# [Text provided]
Torque Multiplication

Donald Shephard

You are a wonder to me. Your paternal grandparents passed their mechanical ineptitude directly to their elder son, your father. Your grandfather had the ability to find the extra nuts and bolts in the simplest of machines. Whenever he never worked on our bicycles he often discovered a spare part or two. Your grandmother never drove a car and the roads would have been safer if your grandfather never had either. Your aunts, uncle and I assumed the position of religious supplicants and prayed throughout our journeys with him. Fortunately, he did not buy a car until we were almost fully grown otherwise there would have been no more me and, therefore, no you.

So it is a complete surprise to me that you have the opposite ability. You can take spare parts and produce a machine from them. Where, in all the science of genetics, is there an explanation of the reversal of traits otherwise inherited over many generations?

The other day, you sent me a photo of a machine you had built. You had designed and welded a frame from steel tubes and added some steel mesh to support a battery. The framing has two platforms, one above the other and wheels to make it mobile. On the lower deck, there is a two horse-power motor from a friend’s lawnmower. You tell me it makes your machine grossly underpowered. The result, you say, is that you could only use a “teensy tiny pulley on it.” You had to use the smallest one you could find to get enough torque multiplication to spin the compressor. You explain to your un-mechanical parent that “torque multiplication” means “gearing”. I thank you for clarifying the term. I would have never known.

# [Required work]
1 – In the piece on torque multiplication, where did the motor on the machine's lower deck come from?
2 – Carry the piece on torque multiplication further, beginning right after its final sentence.

# [Provided material]
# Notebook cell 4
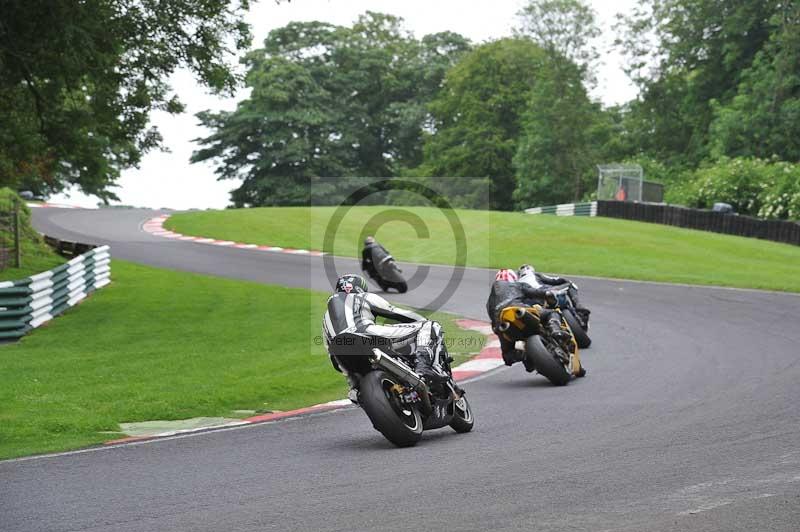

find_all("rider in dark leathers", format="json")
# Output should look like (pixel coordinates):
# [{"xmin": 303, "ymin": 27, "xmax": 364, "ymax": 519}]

# [Answers to the exercises]
1 – It came from a friend's lawnmower.

2 –
You tell me that the lawn mower motor has a throttle cable. There is also a choke lever. Chokes I understand and levers I understand but that may be the limit of my comprehension. A metal tag grounds the spark plug to shut off this wonderful machine. The battery you installed on the top deck with the tank and regulators, is a Wal-Mart “‘lawn and garden” special.

Next to the motor on the lower deck, is the compressor. You pulled it from a junk yard 1980 Volvo. You tell me that until the mid 80’s Volvo used a nice ten cubic inch York compressor. I have no idea how you know this stuff.

The plumbing, which connects the compressor to the tank, is all regular piping for air compressors that you bought at Orchard Supply. It is mostly ¼ inch pipe, with some ½ inch fittings in the shape of a large cross and attached to the air tank. Since the compressor uses car-air-conditioning-pipe sizes, it has two pieces of hose cut out of a Volvo and hose-clamped onto normal sizes.

You spent three dollars on an intake filter at a clearance sale at Sears because they are only selling parts on the web now. You point out that it is a “black round thing” knowing that you are not stretching my mechanical ability with your description. The “shiny red thing with the gauge”, you tell me, is a regulator to bring the air pressure down to 90 pounds per square inch for tools. The tank holds 120 psi. You have also installed a filter and lubricator to protect your tools.

You installed a pressure switch that connects the battery to the clutch on the compressor, to turn it on and off when tank pressure goes up and down. The motor runs all the time the machine is in use. The battery will last for several hours before you have to charge it.

Now I see how you made this thing and use it to run air driven tools as you work on your pickups. But I still do not follow where all this talent originated. To the extent that I understand torque multiplication, it seems to me that there has been considerable gearing up from your father’s and grand-father’s mechanical ability. My only explanation is that your DNA has undergone some serious torque multiplication of its own. Whatever the origin of this ability of yours, I admire it. You are a wonder and a joy to me.